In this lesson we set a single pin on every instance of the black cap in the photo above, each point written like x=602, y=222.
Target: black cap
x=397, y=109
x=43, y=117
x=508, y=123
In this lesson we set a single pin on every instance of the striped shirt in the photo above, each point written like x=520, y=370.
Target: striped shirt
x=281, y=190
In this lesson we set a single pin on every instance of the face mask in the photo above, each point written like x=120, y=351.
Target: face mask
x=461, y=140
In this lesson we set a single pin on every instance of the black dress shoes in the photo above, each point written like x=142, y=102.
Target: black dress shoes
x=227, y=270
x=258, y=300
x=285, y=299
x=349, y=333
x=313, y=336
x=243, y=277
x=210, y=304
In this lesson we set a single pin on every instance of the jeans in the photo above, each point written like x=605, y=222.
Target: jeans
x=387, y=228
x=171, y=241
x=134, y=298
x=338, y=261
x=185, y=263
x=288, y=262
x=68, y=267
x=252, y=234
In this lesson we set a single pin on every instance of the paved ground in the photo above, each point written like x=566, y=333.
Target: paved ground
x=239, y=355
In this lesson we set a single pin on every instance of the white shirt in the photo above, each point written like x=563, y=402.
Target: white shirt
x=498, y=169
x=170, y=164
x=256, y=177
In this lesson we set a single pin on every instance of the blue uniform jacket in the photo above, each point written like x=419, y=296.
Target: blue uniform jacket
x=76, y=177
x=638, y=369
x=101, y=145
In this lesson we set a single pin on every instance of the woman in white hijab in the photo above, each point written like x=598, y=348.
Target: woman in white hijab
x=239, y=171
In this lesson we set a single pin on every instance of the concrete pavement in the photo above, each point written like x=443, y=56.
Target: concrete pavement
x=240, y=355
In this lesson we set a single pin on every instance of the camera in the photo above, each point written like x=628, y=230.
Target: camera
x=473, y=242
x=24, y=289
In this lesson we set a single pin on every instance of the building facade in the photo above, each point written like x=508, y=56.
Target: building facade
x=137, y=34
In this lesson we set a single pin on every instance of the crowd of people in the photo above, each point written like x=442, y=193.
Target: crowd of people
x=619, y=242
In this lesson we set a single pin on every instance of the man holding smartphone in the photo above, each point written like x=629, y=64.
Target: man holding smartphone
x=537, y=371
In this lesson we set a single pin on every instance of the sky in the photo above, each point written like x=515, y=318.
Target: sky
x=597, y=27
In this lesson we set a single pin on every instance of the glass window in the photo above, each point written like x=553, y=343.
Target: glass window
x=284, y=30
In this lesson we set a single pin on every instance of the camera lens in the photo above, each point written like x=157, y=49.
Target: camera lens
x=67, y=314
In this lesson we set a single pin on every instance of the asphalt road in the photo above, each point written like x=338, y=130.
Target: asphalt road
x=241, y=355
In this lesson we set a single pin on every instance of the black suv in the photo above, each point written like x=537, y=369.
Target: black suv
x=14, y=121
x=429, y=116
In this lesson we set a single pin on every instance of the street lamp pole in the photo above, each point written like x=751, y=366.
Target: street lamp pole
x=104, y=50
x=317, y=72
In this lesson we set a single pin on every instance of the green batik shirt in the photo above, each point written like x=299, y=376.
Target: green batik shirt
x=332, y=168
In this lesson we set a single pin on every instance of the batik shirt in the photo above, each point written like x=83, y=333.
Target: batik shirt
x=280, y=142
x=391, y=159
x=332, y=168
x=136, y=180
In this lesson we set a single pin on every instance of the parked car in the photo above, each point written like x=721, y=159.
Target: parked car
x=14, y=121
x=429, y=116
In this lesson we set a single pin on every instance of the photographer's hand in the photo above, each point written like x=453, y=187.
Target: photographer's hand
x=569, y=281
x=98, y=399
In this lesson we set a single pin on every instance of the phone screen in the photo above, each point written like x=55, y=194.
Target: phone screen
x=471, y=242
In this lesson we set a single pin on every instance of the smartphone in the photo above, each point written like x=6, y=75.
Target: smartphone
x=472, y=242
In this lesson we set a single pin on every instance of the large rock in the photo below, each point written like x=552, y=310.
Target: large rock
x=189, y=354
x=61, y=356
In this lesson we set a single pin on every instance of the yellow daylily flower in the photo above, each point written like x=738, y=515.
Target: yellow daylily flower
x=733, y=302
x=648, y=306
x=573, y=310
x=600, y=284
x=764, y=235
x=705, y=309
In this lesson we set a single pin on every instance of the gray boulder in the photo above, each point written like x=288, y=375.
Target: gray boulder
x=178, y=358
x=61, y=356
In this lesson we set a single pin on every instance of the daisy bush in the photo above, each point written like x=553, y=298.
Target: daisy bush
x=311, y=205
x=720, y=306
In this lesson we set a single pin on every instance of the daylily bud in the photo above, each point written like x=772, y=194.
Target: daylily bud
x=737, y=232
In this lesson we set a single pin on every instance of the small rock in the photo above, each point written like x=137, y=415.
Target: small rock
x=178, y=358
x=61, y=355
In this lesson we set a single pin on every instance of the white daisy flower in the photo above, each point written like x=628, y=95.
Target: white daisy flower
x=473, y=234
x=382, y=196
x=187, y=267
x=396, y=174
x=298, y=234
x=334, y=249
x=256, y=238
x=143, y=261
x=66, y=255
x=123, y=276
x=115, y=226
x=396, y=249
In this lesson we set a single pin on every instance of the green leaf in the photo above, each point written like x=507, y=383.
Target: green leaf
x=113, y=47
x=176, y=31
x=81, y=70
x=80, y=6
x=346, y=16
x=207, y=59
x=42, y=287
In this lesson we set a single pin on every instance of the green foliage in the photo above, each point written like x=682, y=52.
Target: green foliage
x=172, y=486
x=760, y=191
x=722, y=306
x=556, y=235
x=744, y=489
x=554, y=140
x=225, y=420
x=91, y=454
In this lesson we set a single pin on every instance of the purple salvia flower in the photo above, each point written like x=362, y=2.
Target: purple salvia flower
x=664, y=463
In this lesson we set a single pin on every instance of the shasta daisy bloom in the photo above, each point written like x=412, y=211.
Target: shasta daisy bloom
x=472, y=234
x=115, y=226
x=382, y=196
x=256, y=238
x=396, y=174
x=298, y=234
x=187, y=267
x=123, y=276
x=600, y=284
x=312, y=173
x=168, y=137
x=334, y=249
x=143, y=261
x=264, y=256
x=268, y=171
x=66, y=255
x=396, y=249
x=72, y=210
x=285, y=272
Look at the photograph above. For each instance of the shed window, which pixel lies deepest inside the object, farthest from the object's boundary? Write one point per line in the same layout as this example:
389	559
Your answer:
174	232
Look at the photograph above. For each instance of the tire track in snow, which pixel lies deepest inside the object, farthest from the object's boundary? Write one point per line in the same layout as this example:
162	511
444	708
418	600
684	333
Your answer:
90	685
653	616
----------------
- Set task
Could you output all of the rows above again, verbatim and in their original order?

- Written answer
In this lesson we set a single pin on every instance of the black cap in the photo above, each point written like x=602, y=222.
Target: black cap
x=397, y=109
x=43, y=117
x=508, y=123
In this lesson we set a single pin on every instance of the striped shirt in the photo above, each point written like x=520, y=370.
Target: striped shirt
x=281, y=190
In this lesson we set a single pin on every instance of the face mask in the photo above, each point written like x=120, y=351.
Target: face mask
x=461, y=140
In this lesson we set a single pin on every instance of the black dress shoes in the photo above, each point written like x=142, y=102.
Target: black dress shoes
x=227, y=270
x=258, y=300
x=285, y=299
x=349, y=333
x=313, y=336
x=243, y=277
x=210, y=304
In this lesson we set a single pin on every instance of the jeans in the photo above, each point written like x=605, y=222.
Target: jeans
x=387, y=228
x=171, y=241
x=134, y=298
x=338, y=261
x=185, y=263
x=288, y=262
x=68, y=267
x=252, y=234
In this lesson we set a single pin on every instance of the paved ground in the photo above, each point written like x=566, y=333.
Target: paved ground
x=239, y=355
In this lesson we set a single pin on every instance of the white shirt in the photo above, each point written like x=563, y=402.
Target: white shirt
x=498, y=169
x=170, y=164
x=256, y=177
In this lesson we set a single pin on every instance of the blue uniform jacket in the photo above, each point written like x=419, y=296.
Target: blue uniform jacket
x=76, y=177
x=638, y=369
x=101, y=145
In this lesson we set a single pin on every instance of the woman in white hijab in the photo above, each point written like x=598, y=348.
Target: woman in white hijab
x=239, y=171
In this lesson we set a single pin on every instance of the concrete pavement in the photo above, each point written like x=443, y=56.
Target: concrete pavement
x=240, y=355
In this lesson we set a single pin on every instance of the camera in the photo above, each point written like x=628, y=230.
Target: camera
x=473, y=242
x=24, y=289
In this lesson we set a single pin on every instance of the building facade in the photo above, each point written like x=508, y=56.
Target: building facade
x=137, y=34
In this lesson we set a single pin on every instance of the crowd of people in the photo above, each point written like x=442, y=193.
Target: crowd of people
x=619, y=242
In this lesson we set a single pin on every instance of the man holding smartphone in the photo above, each point written like x=629, y=64.
Target: man holding smartphone
x=537, y=371
In this lesson we set a single pin on every instance of the sky in the photo above, each point written like x=515, y=318.
Target: sky
x=597, y=27
In this lesson we set a single pin on every instance of the glass window in the photo above, each point written like x=553, y=343.
Target: glass window
x=284, y=30
In this lesson we set a single pin on every instance of the camera lens in the photo above, each point written like x=157, y=49.
Target: camera lens
x=67, y=314
In this lesson we set a single pin on every instance of the asphalt road in the photo above, each point written like x=338, y=130.
Target: asphalt road
x=241, y=355
In this lesson we set a single pin on every instance of the black suv in the photo above, each point written like x=537, y=369.
Target: black suv
x=14, y=121
x=429, y=116
In this lesson we set a single pin on every instance of the street lamp pole in the photo above, each point written like x=751, y=366.
Target: street lamp pole
x=104, y=50
x=317, y=72
In this lesson we set a single pin on every instance of the green batik shirt in the photo above, each point written like x=299, y=376.
Target: green batik shirt
x=332, y=168
In this lesson we set a single pin on every instance of the batik shirt in the photo above, each point written like x=83, y=333.
Target: batik shirt
x=280, y=142
x=391, y=159
x=332, y=168
x=136, y=180
In this lesson we set a single pin on every instance of the parked car in the photo above, each point written like x=721, y=159.
Target: parked car
x=14, y=121
x=429, y=116
In this lesson we set a single pin on every instance of the photographer's hand in the photo above, each point written like x=453, y=187.
Target: photographer's hand
x=569, y=281
x=98, y=399
In this lesson we set a single pin on every instance of the phone screen in the photo above, each point written like x=55, y=194.
Target: phone screen
x=471, y=242
In this lesson we set a single pin on every instance of the smartphone in the photo above, each point written like x=6, y=75.
Target: smartphone
x=472, y=242
In this lesson we set a single pin on every instance of the large rock in the photo below, each point written like x=552, y=310.
Target: large rock
x=189, y=354
x=61, y=356
In this lesson we set a single pin on every instance of the yellow daylily flower in the photo above, each point written like x=738, y=515.
Target: yellow daylily flower
x=733, y=302
x=648, y=306
x=573, y=310
x=600, y=284
x=764, y=235
x=705, y=309
In this lesson we set a single pin on every instance of the gray boulder in the photo above, each point written like x=288, y=375.
Target: gray boulder
x=178, y=358
x=61, y=356
In this lesson we set a single pin on every instance of the daisy bush in the photo above, each point written like x=553, y=298.
Target: daisy bush
x=311, y=205
x=720, y=306
In this lesson we set a single pin on every instance of the daylily bud in the photo above, each point written like x=772, y=194.
Target: daylily bud
x=737, y=232
In this lesson we set a single pin on every instance of the small rock in the photo above, each point written like x=137, y=415.
Target: small rock
x=178, y=358
x=61, y=355
In this lesson we set a single pin on every instance of the white daisy flower in the photo above, each point written like x=628, y=95.
Target: white daisy flower
x=473, y=234
x=382, y=196
x=187, y=267
x=396, y=174
x=298, y=234
x=334, y=249
x=256, y=238
x=143, y=261
x=66, y=255
x=123, y=276
x=115, y=226
x=396, y=249
In this lesson we set a single pin on every instance of the green leaf in the photo above, each point written like x=507, y=383.
Target: green leaf
x=113, y=47
x=176, y=31
x=81, y=70
x=80, y=6
x=346, y=16
x=207, y=59
x=42, y=287
In this lesson we set a single pin on every instance of the green foliage in the photo above, each point written like x=682, y=52.
Target: green foliage
x=172, y=486
x=760, y=191
x=722, y=306
x=556, y=235
x=744, y=489
x=554, y=140
x=225, y=420
x=91, y=454
In this lesson we set a single pin on every instance of the purple salvia flower in the photo above, each point written like x=362, y=2.
Target: purple salvia flower
x=664, y=463
In this lesson we set a single pin on every instance of the shasta daisy bloom in the photo above, each point written like x=412, y=211.
Target: shasta daisy bloom
x=472, y=234
x=115, y=226
x=382, y=196
x=256, y=238
x=396, y=174
x=298, y=234
x=187, y=267
x=123, y=276
x=600, y=284
x=312, y=173
x=168, y=137
x=334, y=249
x=143, y=261
x=264, y=256
x=268, y=171
x=66, y=255
x=396, y=249
x=72, y=210
x=285, y=272
Look at the photograph above. For each instance of the shed window, which pixel lies deepest inside the object, farthest from the object's boundary? Write one point per line in the same layout as this example:
389	559
Your answer:
174	232
Look at the photograph above. For each instance of the tire track in snow, which pixel lies deepest inside the object, farthest from the object's boundary? Write one point per line in the same layout as this example:
162	511
444	708
418	600
684	333
Your answer:
90	685
653	616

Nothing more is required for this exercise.